### Extract provided
--------------------------------------------------
Indeed, Stockton, California's favorite sons always seemed a bit amateurish, childlike, and in constant danger of, like the proverbial ashes, all falling down. But they never did, and now they're deified American rock royalty, so now an ebullient version of 1994's "Cut Your Hair," that hit they sorta had, appears on Gold Sounds, the world's first Pavement jazz tribute record.

This is a bit odd.

Pavement, you see, did not exactly perform with a jazzman's technical acumen or precision -- idiot savants, maybe, but certainly not virtuosos. Jazz covers of pop/rock hits remain wildly popular as crossover attempts and Look-How-With-It-I-Am boasts, but they usually target artier, more elaborate fare (Radiohead Jazz is practically its own genre). But the grunged-up, shambling, barely-in-tune "Cut Your Hair"? As jazz?
--------------------------------------------------
### Data extract
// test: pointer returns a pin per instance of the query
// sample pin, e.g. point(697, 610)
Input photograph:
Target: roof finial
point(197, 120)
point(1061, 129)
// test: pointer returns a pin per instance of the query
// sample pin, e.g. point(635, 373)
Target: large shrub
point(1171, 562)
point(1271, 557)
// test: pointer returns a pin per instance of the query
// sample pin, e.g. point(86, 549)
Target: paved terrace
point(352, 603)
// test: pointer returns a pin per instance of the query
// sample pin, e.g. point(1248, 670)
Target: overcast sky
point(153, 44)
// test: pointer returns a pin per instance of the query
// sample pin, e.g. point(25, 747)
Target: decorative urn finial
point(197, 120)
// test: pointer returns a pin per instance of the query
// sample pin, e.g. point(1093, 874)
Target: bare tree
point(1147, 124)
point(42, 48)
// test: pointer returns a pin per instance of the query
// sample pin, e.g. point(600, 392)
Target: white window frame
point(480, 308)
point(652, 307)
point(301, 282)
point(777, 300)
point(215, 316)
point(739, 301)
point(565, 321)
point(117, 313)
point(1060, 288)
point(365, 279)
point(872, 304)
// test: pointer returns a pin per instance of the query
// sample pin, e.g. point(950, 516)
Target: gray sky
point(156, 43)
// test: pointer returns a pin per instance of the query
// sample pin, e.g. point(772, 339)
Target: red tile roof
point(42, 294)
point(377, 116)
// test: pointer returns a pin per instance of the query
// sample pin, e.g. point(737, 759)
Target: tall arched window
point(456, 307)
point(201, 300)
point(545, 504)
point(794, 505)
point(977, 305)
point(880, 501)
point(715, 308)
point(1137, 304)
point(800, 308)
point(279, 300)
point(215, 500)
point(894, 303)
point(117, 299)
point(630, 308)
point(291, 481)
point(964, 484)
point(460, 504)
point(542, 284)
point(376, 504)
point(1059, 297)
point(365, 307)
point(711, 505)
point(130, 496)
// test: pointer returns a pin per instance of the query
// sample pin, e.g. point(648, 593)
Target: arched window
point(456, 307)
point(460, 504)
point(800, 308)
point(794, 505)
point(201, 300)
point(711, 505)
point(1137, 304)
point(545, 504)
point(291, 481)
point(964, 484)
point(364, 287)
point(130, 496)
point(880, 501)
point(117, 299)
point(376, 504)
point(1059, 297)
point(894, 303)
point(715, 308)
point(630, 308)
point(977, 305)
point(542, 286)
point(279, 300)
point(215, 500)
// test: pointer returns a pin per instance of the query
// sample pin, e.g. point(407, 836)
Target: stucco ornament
--------------------------------------------------
### Your tasks
1. In the text on the Pavement jazz tribute, replace "ebullient" with "exuberant" and reproduce the passage starting at "Indeed, Stockton, California's" and ending at "jazz tribute record.".
2. Write what comes next in the text on the Pavement jazz tribute, picking up after its final sentence.

### Responses for each task
1.
Indeed, Stockton, California's favorite sons always seemed a bit amateurish, childlike, and in constant danger of, like the proverbial ashes, all falling down. But they never did, and now they're deified American rock royalty, so now an exuberant version of 1994's "Cut Your Hair," that hit they sorta had, appears on Gold Sounds, the world's first Pavement jazz tribute record.

2.
Absolutely. James Carter (described in Gold Sounds' liner notes as "John Coltrane, Ornette Coleman, and Albert Ayler rolled into one") greets us with shrieking, atonal sax, which gives way to a crawling soul shuffle, Cyrus Chestnut's warm organ lines floating atop Reginald Veal's bass and Ali Jackson's own precise drumming. Very light, airy, comforting. But five minutes in, it suddenly, joyously explodes, doubling in tempo and exuberance, Ali raining down bombastic rock-drum fills while a pack of cooing soul singers echoes and refines the original's now-iconic chorus: Doo-doo doo-doo-doo, doo-doo doo-doo-doo, doo-ahhhhh. The deliberately sloppy becomes precise and confident; the emotionally distant becomes ecstatically direct.

The trick, Ali insists, is to see that thread from the beginning. "Pavement's musical style and direction -- even though it's a limited musical knowledge -- it has a presence and a statement and a vibration that comes across in their music," he says, chatting on the phone from a touring gig with Wynton Marsalis. "Music can be extremely intellectual, and it can be extremely basic. And that's the beauty of it."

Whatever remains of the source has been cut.